#### What you will do:
1. According to the patent excerpt, what solvent is crude 5-bromo-6-chloro-3-indoxyl caprylate crystallized from to obtain the polymorphs?
2. How would you translate this sentence from the patent excerpt into Spanish: "It is the object of the present invention to provide polymorphs of 5-bromo-6-chloro-3-indoxyl caprylate."?

#### Provided passage:
Polymorphs of 5-bromo-6-chloro-3-indoxyl caprylate characterized by the powder diffraction patterns as defined in FIG. 1 and FIG. 2.

Description

    FIELD OF THE INVENTION
  • The present invention relates to polymorphs of 5-bromo-6-chloro-3-indoxyl caprylate, a method of making the polymorphs as well as to a system for detecting an esterase comprising a polymorph of 5-bromo-6-chloro-3-indoxyl caprylate and methods of using the polymorphs or the system.
    • BACKGROUND OF THE INVENTION
  • 5-Bromo-6-chloro-3-indoxyl caprylate (synonyms are magenta caprylate or 5-bromo-6-chloro-3-indoxyl octanoate; CAS number 209347-94-4) of formula I
  • Figure US20230348385A1-20231102-C00001
  • is a chromogenic substrate used, e.g., for the detection of esterase activity. The esterase enzyme cleaves the ester bond releasing 5-bromo-6-chloro-1H-indol-3-ol, which in the presence of oxygen, e.g. in air, undergoes oxidative dimerization to yield 5,5′-dibromo-6,6′-dichloro-indigo, a magenta-colored chromophore (λmax of 565 nm). Since Salmonella, and some species of Klebsiella and Enterobacter, produce caprylate esterase, the 5-bromo-6-chloro-3-indoxyl caprylate chromogenic substrate is suitable, e.g., for the detection of pathogenic Salmonella species in food.
  • It is known that different crystalline solid forms, i.e. polymorphs (forms which have the same chemical composition, however, differ in the arrangement of the atoms contained therein) of active ingredients may have very different physicochemical properties. These differences may impact properties that are important for the processability and manageability thereof, such as dispersibility or solubility, dissolution rate, stability and storage. Polymorphs may also have an impact on production costs. Thus, the possible existence of polymorphs of a particular substance may be of crucial importance.
    • OBJECT OF THE INVENTION
  • It is the object of the present invention to provide polymorphs of 5-bromo-6-chloro-3-indoxyl caprylate.
    • SUMMARY OF THE INVENTION
  • In a first aspect, the present invention provides two polymorphs of 5-bromo-6-chloro-3-indoxyl caprylate.
  • In one embodiment, the invention relates to 5-bromo-6-chloro-3-indoxyl caprylate characterized by a powder diffraction pattern as defined in FIG. 1 .
  • In another embodiment, the invention relates to 5-bromo-6-chloro-3-indoxyl caprylate characterized by a powder diffraction pattern as defined in FIG. 2 .
  • The polymorphs may be prepared by subjecting 5-bromo-6-chloro-1H-indol-3-ol to esterification in order to obtain crude 5-bromo-6-chloro-3-indoxyl caprylate and crystallizing the crude 5-bromo-6-chloro-3-indoxyl caprylate from petroleum ether.
  • In a second aspect, the invention relates to a system for detecting an esterase, comprising 5-bromo-6-chloro-3-indoxyl caprylate characterized by the powder diffraction pattern as defined in FIG. 1 or FIG. 2 .

#### Extracted entries:
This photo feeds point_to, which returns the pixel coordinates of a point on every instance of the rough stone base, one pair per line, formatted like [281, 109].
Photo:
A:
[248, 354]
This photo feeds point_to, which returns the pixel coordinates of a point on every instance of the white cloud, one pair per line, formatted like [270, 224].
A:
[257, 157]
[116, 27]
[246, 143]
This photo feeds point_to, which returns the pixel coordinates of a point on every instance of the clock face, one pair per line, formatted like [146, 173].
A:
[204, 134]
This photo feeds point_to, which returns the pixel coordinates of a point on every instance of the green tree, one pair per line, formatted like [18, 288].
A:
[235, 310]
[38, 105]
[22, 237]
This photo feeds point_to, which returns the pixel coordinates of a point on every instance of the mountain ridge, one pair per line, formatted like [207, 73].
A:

#### Responses in order:
1. Petroleum ether.

2. El objeto de la presente invención es proporcionar polimorfos de caprilato de 5-bromo-6-cloro-3-indoxilo.